> **Goal**: Continue the worship notes on the Feast of the Ascension from the point where they stop.

> **Text to read**:
————

The feast of the ascension and why it matters...

NOTE: As is often the case on Tuesday, here are my worship notes for this coming Sunday - June 5, 2011 - which is the celebration of the Ascension of Jesus.  I am trying to explore the implications of Christ's radical grace in this message in light of tradition.  What's more, this feast day - Ascension - has been troubling for many contemporary people of faith.  So, here's a shot.  If you are in town, why not join us at 10:30 am?

Today marks the Feast Day of Christ’s Ascension into heaven: well, literally that took place on Thursday – 40 days after the resurrection of Easter – but given our penchant for convenience and efficiency, the contemporary church allows us to celebrate this ecumenical blessing on a Sunday. After all, more people are more likely to be in worship today than on Thursday, right?

• So what do you know about Christ’s ascension into heaven?

• The texts and the creeds tell us that he now sits at the right hand of the Father but what does that really mean? Any thoughts from today’s readings or your experience?

————

> **Extracted data**:
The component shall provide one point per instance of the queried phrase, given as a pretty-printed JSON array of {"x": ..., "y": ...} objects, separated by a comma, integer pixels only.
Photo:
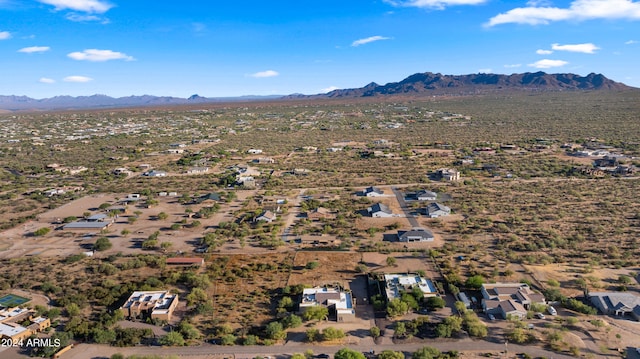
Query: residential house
[
  {"x": 617, "y": 303},
  {"x": 155, "y": 173},
  {"x": 511, "y": 308},
  {"x": 53, "y": 192},
  {"x": 415, "y": 235},
  {"x": 197, "y": 170},
  {"x": 19, "y": 323},
  {"x": 266, "y": 216},
  {"x": 264, "y": 160},
  {"x": 435, "y": 210},
  {"x": 185, "y": 261},
  {"x": 150, "y": 304},
  {"x": 300, "y": 171},
  {"x": 372, "y": 192},
  {"x": 499, "y": 298},
  {"x": 448, "y": 174},
  {"x": 213, "y": 196},
  {"x": 396, "y": 284},
  {"x": 380, "y": 210},
  {"x": 337, "y": 301},
  {"x": 96, "y": 222},
  {"x": 424, "y": 195}
]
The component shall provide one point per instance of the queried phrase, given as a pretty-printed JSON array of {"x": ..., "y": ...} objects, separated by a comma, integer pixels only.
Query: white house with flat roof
[
  {"x": 153, "y": 304},
  {"x": 396, "y": 284},
  {"x": 334, "y": 299}
]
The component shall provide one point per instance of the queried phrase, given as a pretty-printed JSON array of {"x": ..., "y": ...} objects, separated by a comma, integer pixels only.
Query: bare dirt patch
[{"x": 333, "y": 267}]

————

> **Reply to the task**:
Most Christians in our tradition are baffled – and even embarrassed – by Ascension Sunday because on so many levels it just doesn’t make sense. We tend to be bottom line, empirical people – rational and even broadly scientific – who don’t have time for superstition or foolishness. Consequently, we tend to just skip over this Sunday without giving it much depth or thought because it sounds like antiquated religious mumbo jumbo and we want to know how faith can help us in our everyday lives:

• What do you mean literally lifted up? To where and how high? After the NASA space programs we KNOW that heaven isn’t UP; so what is scripture really trying to say to us?

• And what good could possibly come from confessing that Jesus’ post-resurrection body was truly raised into heaven right before the apostles’ very eyes? What would that even look like and why does it matter?

Protestants don’t do Ascension Sunday very well – I’m not sure Roman Catholics do it much better – but those in the Reformed tradition really don’t get it. So let me offer an alternative – maybe even an antidote – to our contemporary, bottom line obsession with facts and knowledge when it comes to this feast day because sometimes our “facts” blind us to God’s living presence in the bigger picture.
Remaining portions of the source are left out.